GOAL:
Select every line in the data that contains the word "silicone", and copy each of those lines.

╭─ GIVEN INFORMATION

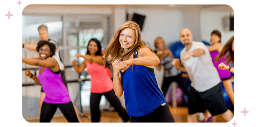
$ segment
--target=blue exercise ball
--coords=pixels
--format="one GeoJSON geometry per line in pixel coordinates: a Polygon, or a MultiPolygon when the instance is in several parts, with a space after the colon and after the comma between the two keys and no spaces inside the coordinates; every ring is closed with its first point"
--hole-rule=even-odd
{"type": "MultiPolygon", "coordinates": [[[[233,88],[234,88],[234,83],[232,83],[232,86],[233,88]]],[[[231,111],[234,110],[234,108],[233,104],[232,103],[231,100],[230,100],[229,97],[228,97],[227,92],[225,90],[225,88],[224,87],[223,84],[221,83],[221,87],[222,88],[222,92],[223,94],[223,97],[224,98],[224,101],[225,101],[225,105],[226,107],[228,109],[229,109],[231,111]]]]}
{"type": "Polygon", "coordinates": [[[172,43],[169,48],[173,53],[174,57],[175,58],[180,59],[181,50],[185,46],[180,41],[177,41],[172,43]]]}

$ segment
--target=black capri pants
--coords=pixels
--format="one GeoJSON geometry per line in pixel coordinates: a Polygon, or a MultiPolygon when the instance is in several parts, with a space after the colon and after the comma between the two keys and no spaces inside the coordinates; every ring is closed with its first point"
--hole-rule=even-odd
{"type": "Polygon", "coordinates": [[[50,122],[57,108],[59,108],[68,122],[79,122],[73,104],[71,101],[63,104],[57,104],[43,102],[41,109],[40,122],[50,122]]]}
{"type": "Polygon", "coordinates": [[[116,95],[114,90],[112,89],[104,93],[91,93],[90,108],[92,115],[92,122],[97,122],[100,121],[101,112],[100,110],[100,102],[103,95],[105,96],[123,119],[126,121],[129,121],[130,116],[128,115],[127,111],[123,107],[119,99],[116,95]]]}
{"type": "Polygon", "coordinates": [[[175,122],[166,104],[160,105],[149,114],[140,117],[131,117],[130,122],[175,122]]]}

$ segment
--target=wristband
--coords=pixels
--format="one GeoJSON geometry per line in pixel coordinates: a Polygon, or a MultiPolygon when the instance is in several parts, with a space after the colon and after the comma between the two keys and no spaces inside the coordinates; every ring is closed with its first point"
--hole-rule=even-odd
{"type": "Polygon", "coordinates": [[[32,77],[33,77],[33,74],[31,74],[31,76],[30,76],[30,78],[32,78],[32,77]]]}
{"type": "Polygon", "coordinates": [[[228,68],[228,70],[229,71],[230,71],[231,69],[231,66],[229,66],[229,68],[228,68]]]}

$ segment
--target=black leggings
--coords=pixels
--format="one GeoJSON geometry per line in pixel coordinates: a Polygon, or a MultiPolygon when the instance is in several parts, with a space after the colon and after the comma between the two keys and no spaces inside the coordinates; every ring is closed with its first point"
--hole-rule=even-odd
{"type": "Polygon", "coordinates": [[[71,101],[59,104],[43,102],[40,113],[40,122],[50,122],[57,110],[57,108],[59,108],[68,122],[79,122],[73,104],[71,101]]]}
{"type": "Polygon", "coordinates": [[[90,99],[90,108],[92,115],[92,122],[98,122],[100,120],[101,112],[100,111],[100,101],[101,96],[104,95],[119,113],[120,117],[126,121],[128,121],[130,116],[128,116],[127,111],[124,109],[121,104],[117,97],[116,95],[114,90],[102,93],[91,93],[90,99]]]}
{"type": "Polygon", "coordinates": [[[184,94],[187,95],[188,95],[189,92],[188,88],[181,74],[175,76],[163,77],[163,84],[162,85],[162,91],[163,92],[163,95],[164,96],[166,94],[168,88],[173,81],[175,81],[178,84],[180,87],[183,91],[184,94]]]}
{"type": "Polygon", "coordinates": [[[148,114],[131,117],[130,122],[175,122],[168,104],[160,105],[148,114]]]}

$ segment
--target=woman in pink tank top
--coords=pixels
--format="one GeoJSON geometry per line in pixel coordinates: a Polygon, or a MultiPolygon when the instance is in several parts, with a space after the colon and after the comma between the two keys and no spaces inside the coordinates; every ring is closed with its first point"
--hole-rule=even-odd
{"type": "Polygon", "coordinates": [[[59,64],[52,57],[55,53],[55,45],[46,41],[40,41],[36,51],[40,59],[22,58],[22,62],[40,66],[37,76],[27,69],[26,75],[42,87],[45,93],[40,116],[40,122],[50,122],[57,108],[68,122],[79,122],[68,92],[61,79],[59,64]]]}
{"type": "Polygon", "coordinates": [[[78,65],[78,61],[76,60],[72,62],[76,72],[80,73],[87,68],[87,72],[91,76],[90,108],[92,122],[100,121],[99,104],[103,95],[118,112],[123,121],[128,121],[130,117],[128,115],[127,111],[122,106],[113,90],[113,82],[111,75],[109,75],[109,70],[103,64],[103,53],[101,49],[100,42],[97,39],[92,39],[89,41],[86,55],[83,56],[78,53],[76,55],[78,58],[83,58],[85,60],[79,65],[78,65]]]}

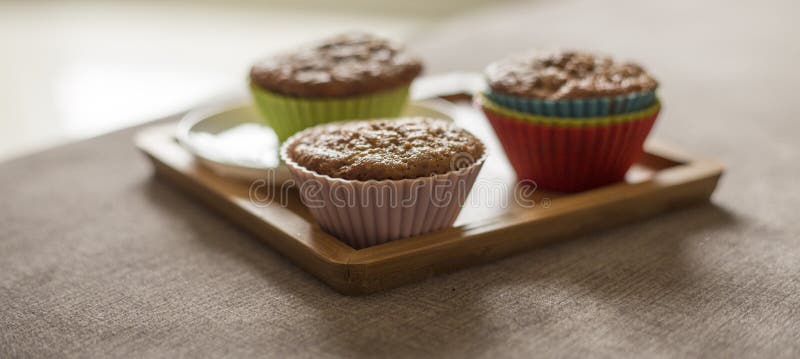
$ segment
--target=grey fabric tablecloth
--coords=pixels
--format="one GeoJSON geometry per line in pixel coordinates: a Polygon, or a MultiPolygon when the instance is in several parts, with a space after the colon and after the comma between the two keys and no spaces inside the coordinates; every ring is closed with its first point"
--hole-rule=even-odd
{"type": "Polygon", "coordinates": [[[430,72],[531,47],[635,58],[712,204],[368,297],[152,177],[135,129],[0,164],[0,357],[800,355],[795,1],[543,2],[421,32],[430,72]]]}

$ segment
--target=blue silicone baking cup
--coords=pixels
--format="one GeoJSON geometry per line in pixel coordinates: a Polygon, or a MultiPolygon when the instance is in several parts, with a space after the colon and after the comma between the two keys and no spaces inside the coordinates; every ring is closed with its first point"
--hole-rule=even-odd
{"type": "Polygon", "coordinates": [[[550,117],[599,117],[641,111],[656,102],[656,91],[644,91],[613,97],[544,100],[523,98],[488,90],[484,96],[505,108],[550,117]]]}

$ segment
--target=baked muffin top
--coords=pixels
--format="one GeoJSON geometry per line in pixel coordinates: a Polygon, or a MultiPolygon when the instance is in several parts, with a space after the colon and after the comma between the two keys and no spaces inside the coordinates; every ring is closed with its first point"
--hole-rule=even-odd
{"type": "Polygon", "coordinates": [[[509,57],[490,64],[485,73],[492,91],[537,99],[596,98],[658,87],[635,63],[580,51],[509,57]]]}
{"type": "Polygon", "coordinates": [[[347,180],[400,180],[468,167],[483,156],[475,136],[445,120],[401,118],[317,127],[287,156],[318,174],[347,180]]]}
{"type": "Polygon", "coordinates": [[[367,33],[346,33],[267,58],[250,69],[252,83],[288,96],[345,97],[410,83],[422,61],[403,46],[367,33]]]}

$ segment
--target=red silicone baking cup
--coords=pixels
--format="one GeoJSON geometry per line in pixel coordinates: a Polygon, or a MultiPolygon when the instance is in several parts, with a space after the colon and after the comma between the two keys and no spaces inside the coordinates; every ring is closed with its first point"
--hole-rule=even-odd
{"type": "Polygon", "coordinates": [[[625,179],[642,155],[659,112],[617,123],[560,126],[515,120],[481,108],[517,178],[558,192],[579,192],[625,179]]]}

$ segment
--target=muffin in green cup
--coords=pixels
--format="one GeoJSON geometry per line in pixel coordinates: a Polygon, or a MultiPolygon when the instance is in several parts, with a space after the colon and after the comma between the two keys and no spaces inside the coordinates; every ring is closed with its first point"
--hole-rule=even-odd
{"type": "Polygon", "coordinates": [[[422,61],[402,45],[347,33],[253,65],[250,90],[284,141],[322,123],[399,116],[421,72],[422,61]]]}

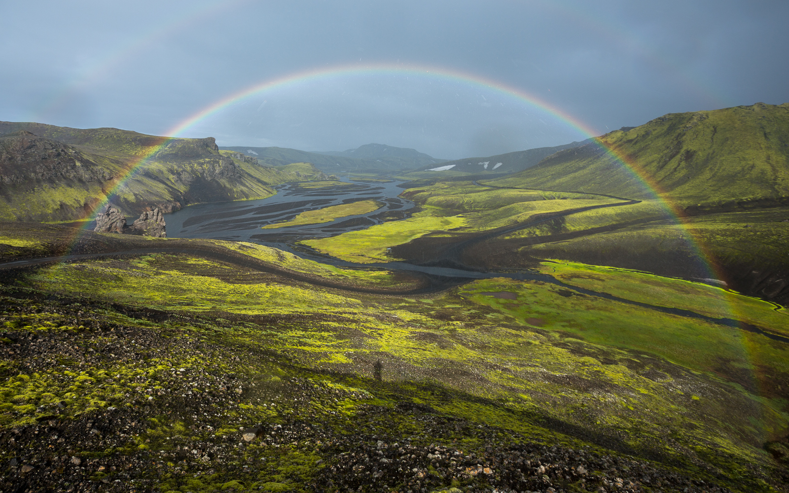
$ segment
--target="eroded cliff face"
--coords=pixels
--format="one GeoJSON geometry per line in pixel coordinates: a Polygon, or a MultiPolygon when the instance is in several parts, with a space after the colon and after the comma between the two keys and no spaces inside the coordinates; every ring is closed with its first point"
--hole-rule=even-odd
{"type": "Polygon", "coordinates": [[[96,215],[96,227],[99,233],[118,233],[121,234],[136,234],[158,238],[167,237],[164,222],[164,214],[159,207],[153,211],[145,211],[140,218],[131,226],[126,224],[126,216],[115,207],[107,207],[96,215]]]}
{"type": "MultiPolygon", "coordinates": [[[[57,135],[76,138],[60,130],[57,135]]],[[[258,166],[241,169],[246,162],[221,154],[213,137],[168,140],[113,129],[77,133],[87,136],[76,144],[24,129],[0,136],[0,221],[90,218],[107,196],[122,215],[136,216],[273,193],[258,166]]]]}
{"type": "Polygon", "coordinates": [[[107,181],[112,174],[73,147],[21,130],[0,137],[0,184],[107,181]]]}

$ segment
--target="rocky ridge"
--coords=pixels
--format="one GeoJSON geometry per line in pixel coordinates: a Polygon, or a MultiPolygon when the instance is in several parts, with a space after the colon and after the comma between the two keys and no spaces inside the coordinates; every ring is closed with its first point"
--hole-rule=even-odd
{"type": "Polygon", "coordinates": [[[153,211],[144,211],[131,226],[126,224],[126,216],[112,207],[107,207],[106,210],[96,215],[95,220],[96,227],[93,230],[98,233],[136,234],[157,238],[167,237],[164,214],[159,207],[154,208],[153,211]]]}

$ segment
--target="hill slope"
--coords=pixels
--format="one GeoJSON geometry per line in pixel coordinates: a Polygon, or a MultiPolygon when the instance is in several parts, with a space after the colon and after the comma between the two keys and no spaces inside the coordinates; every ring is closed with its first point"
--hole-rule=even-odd
{"type": "Polygon", "coordinates": [[[411,170],[424,166],[435,166],[447,161],[438,159],[416,149],[395,148],[385,144],[365,144],[356,149],[321,151],[317,154],[381,162],[389,165],[393,170],[411,170]]]}
{"type": "Polygon", "coordinates": [[[310,177],[220,153],[213,137],[168,140],[118,129],[7,121],[0,122],[0,218],[6,221],[80,219],[110,191],[115,207],[136,215],[155,207],[170,211],[199,202],[266,197],[273,193],[271,185],[310,177]]]}
{"type": "MultiPolygon", "coordinates": [[[[789,103],[669,114],[600,141],[683,207],[789,196],[789,103]]],[[[649,189],[596,144],[562,151],[487,182],[648,198],[649,189]]]]}

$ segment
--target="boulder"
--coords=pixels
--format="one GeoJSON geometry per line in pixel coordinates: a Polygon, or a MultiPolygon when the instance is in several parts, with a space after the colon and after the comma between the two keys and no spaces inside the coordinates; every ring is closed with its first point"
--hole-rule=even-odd
{"type": "Polygon", "coordinates": [[[96,227],[93,230],[99,233],[123,233],[126,226],[126,216],[115,207],[107,207],[103,212],[96,215],[96,227]]]}
{"type": "Polygon", "coordinates": [[[115,207],[107,207],[96,215],[96,227],[93,230],[99,233],[121,233],[152,236],[158,238],[166,237],[164,214],[159,207],[153,211],[145,211],[140,218],[131,226],[126,224],[126,216],[115,207]]]}
{"type": "Polygon", "coordinates": [[[152,236],[157,238],[167,237],[166,228],[164,223],[164,214],[159,207],[153,211],[145,211],[140,215],[140,218],[130,226],[129,233],[152,236]]]}

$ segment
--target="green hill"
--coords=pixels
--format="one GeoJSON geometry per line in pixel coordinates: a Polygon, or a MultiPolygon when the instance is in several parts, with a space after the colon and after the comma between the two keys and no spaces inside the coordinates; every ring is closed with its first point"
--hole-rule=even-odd
{"type": "MultiPolygon", "coordinates": [[[[789,103],[669,114],[598,140],[683,207],[789,197],[789,103]]],[[[596,144],[562,151],[486,183],[628,198],[650,195],[641,178],[596,144]]]]}
{"type": "Polygon", "coordinates": [[[213,137],[168,140],[118,129],[0,121],[0,219],[81,219],[110,192],[115,207],[136,215],[155,207],[171,211],[189,204],[262,198],[274,192],[271,185],[327,178],[304,166],[299,173],[260,166],[220,152],[213,137]]]}

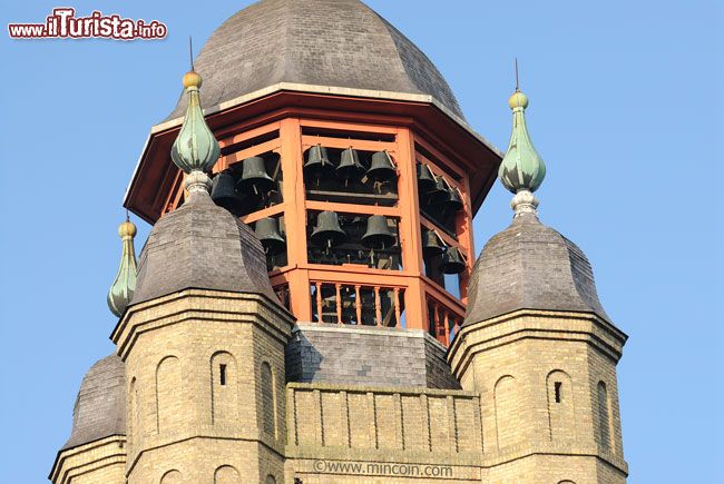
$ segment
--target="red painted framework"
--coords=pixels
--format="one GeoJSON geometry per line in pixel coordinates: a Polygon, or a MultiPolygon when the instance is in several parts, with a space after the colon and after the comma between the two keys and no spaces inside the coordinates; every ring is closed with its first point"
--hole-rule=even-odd
{"type": "MultiPolygon", "coordinates": [[[[479,138],[449,118],[433,105],[392,100],[345,98],[339,96],[277,92],[207,116],[207,122],[224,148],[278,131],[278,137],[223,156],[214,171],[226,169],[250,156],[274,151],[280,155],[284,181],[283,201],[242,217],[251,224],[262,217],[284,214],[287,237],[285,267],[270,273],[272,285],[288,285],[290,309],[299,320],[310,320],[310,285],[325,283],[404,292],[405,326],[431,330],[449,344],[453,326],[462,320],[468,276],[474,259],[472,217],[495,180],[500,157],[479,138]],[[309,136],[302,128],[381,135],[369,140],[309,136]],[[433,129],[431,129],[433,128],[433,129]],[[393,137],[393,141],[388,141],[393,137]],[[303,152],[312,145],[378,151],[387,149],[398,166],[399,200],[392,207],[306,200],[303,189],[303,152]],[[422,147],[430,157],[415,150],[422,147]],[[434,159],[431,159],[434,158],[434,159]],[[458,240],[438,230],[443,241],[460,248],[467,259],[461,276],[461,299],[424,275],[420,227],[434,224],[420,214],[415,162],[428,164],[436,175],[457,188],[464,209],[457,217],[458,240]],[[301,209],[303,207],[304,209],[301,209]],[[365,215],[384,215],[400,220],[399,236],[402,270],[371,269],[359,265],[329,266],[307,263],[306,210],[335,210],[365,215]],[[429,323],[428,305],[436,307],[429,323]]],[[[175,209],[183,200],[182,172],[170,161],[170,144],[178,132],[176,125],[153,134],[135,174],[125,206],[149,223],[175,209]]],[[[364,136],[370,138],[370,136],[364,136]]],[[[358,309],[359,310],[359,309],[358,309]]]]}

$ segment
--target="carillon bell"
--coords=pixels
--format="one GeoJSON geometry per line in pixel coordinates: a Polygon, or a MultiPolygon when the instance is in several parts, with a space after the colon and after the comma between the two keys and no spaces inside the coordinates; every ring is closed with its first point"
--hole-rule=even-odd
{"type": "Polygon", "coordinates": [[[427,195],[434,188],[434,176],[430,167],[424,164],[418,164],[418,190],[420,195],[427,195]]]}
{"type": "Polygon", "coordinates": [[[315,145],[306,151],[306,162],[304,172],[320,179],[326,174],[334,171],[334,164],[330,161],[326,148],[322,145],[315,145]]]}
{"type": "Polygon", "coordinates": [[[456,247],[448,247],[439,269],[443,274],[460,274],[466,269],[466,260],[456,247]]]}
{"type": "Polygon", "coordinates": [[[434,230],[422,231],[422,255],[425,259],[438,257],[444,250],[444,243],[434,230]]]}
{"type": "Polygon", "coordinates": [[[236,178],[228,171],[222,171],[214,177],[212,200],[236,216],[244,211],[244,196],[236,190],[236,178]]]}
{"type": "Polygon", "coordinates": [[[280,234],[280,225],[276,218],[265,217],[256,220],[254,233],[262,243],[262,247],[270,256],[281,254],[286,248],[286,240],[280,234]]]}
{"type": "Polygon", "coordinates": [[[316,227],[310,237],[320,247],[334,247],[346,240],[346,233],[340,227],[336,211],[322,211],[316,217],[316,227]]]}
{"type": "Polygon", "coordinates": [[[462,210],[462,200],[460,199],[460,194],[458,189],[447,184],[448,194],[446,195],[442,206],[450,211],[462,210]]]}
{"type": "Polygon", "coordinates": [[[373,215],[368,218],[368,229],[362,236],[362,245],[372,249],[384,249],[393,246],[395,240],[385,216],[373,215]]]}
{"type": "Polygon", "coordinates": [[[266,174],[266,165],[261,156],[246,158],[242,167],[242,179],[238,180],[241,189],[253,190],[254,194],[262,195],[267,194],[274,187],[274,179],[266,174]]]}
{"type": "Polygon", "coordinates": [[[448,187],[444,182],[444,178],[434,177],[434,187],[428,191],[428,203],[430,205],[440,205],[443,204],[448,197],[448,187]]]}
{"type": "Polygon", "coordinates": [[[392,180],[398,176],[398,170],[387,150],[372,155],[372,161],[370,162],[370,169],[368,169],[366,176],[374,181],[392,180]]]}
{"type": "Polygon", "coordinates": [[[336,176],[346,185],[350,180],[359,180],[364,172],[360,162],[360,155],[353,148],[348,148],[340,156],[340,165],[336,167],[336,176]]]}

╰─

EXERCISE ANSWER:
--target=blue silicone baking cup
--target=red silicone baking cup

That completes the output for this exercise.